↓

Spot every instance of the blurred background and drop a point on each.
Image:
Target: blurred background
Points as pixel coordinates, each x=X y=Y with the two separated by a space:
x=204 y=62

↑

_EXERCISE DESCRIPTION:_ Can you copy the listing above word for word, leaving nothing out?

_TASK OUTPUT:_
Spot every instance of the blurred background and drop a point on each.
Image:
Target: blurred background
Points as pixel coordinates, each x=X y=Y with the two separated by a space:
x=204 y=62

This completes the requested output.